→ **DESCRIPTION OF THE TASK**
Which lines of the data below contain the word "green"? List each of those lines in full.

-- Begin DATA EXTRACT --

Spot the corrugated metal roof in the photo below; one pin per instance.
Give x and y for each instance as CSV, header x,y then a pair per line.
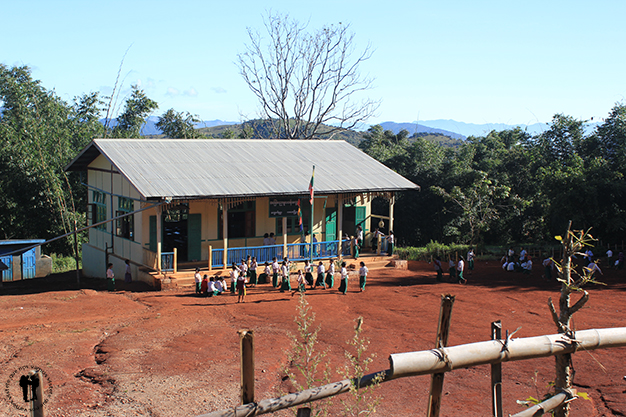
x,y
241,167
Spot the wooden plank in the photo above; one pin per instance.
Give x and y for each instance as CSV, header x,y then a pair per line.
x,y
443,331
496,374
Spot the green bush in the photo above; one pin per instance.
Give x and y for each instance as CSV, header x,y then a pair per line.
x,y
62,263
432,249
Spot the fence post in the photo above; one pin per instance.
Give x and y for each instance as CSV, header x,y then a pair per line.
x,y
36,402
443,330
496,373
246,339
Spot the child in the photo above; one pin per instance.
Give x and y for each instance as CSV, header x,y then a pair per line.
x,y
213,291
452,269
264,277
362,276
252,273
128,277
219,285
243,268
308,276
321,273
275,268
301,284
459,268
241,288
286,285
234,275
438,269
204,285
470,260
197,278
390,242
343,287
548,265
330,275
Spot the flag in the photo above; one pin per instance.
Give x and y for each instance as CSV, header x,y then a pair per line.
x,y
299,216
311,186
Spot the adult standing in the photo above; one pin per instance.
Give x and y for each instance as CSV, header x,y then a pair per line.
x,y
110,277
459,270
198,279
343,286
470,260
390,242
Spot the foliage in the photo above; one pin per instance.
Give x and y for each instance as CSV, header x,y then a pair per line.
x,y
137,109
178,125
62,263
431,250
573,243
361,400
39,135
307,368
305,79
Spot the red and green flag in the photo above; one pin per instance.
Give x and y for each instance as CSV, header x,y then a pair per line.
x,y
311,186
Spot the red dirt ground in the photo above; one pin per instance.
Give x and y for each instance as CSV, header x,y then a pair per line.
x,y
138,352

-- End DATA EXTRACT --
-- Begin DATA EXTRACT --

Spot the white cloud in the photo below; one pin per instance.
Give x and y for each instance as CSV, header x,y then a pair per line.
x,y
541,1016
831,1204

-- End DATA EXTRACT --

→ **ANSWER TO THIS PROBLEM**
Spot the green bush in the photo above; one pin per instance.
Spot the red and green flag in the photo above; one pin per instance.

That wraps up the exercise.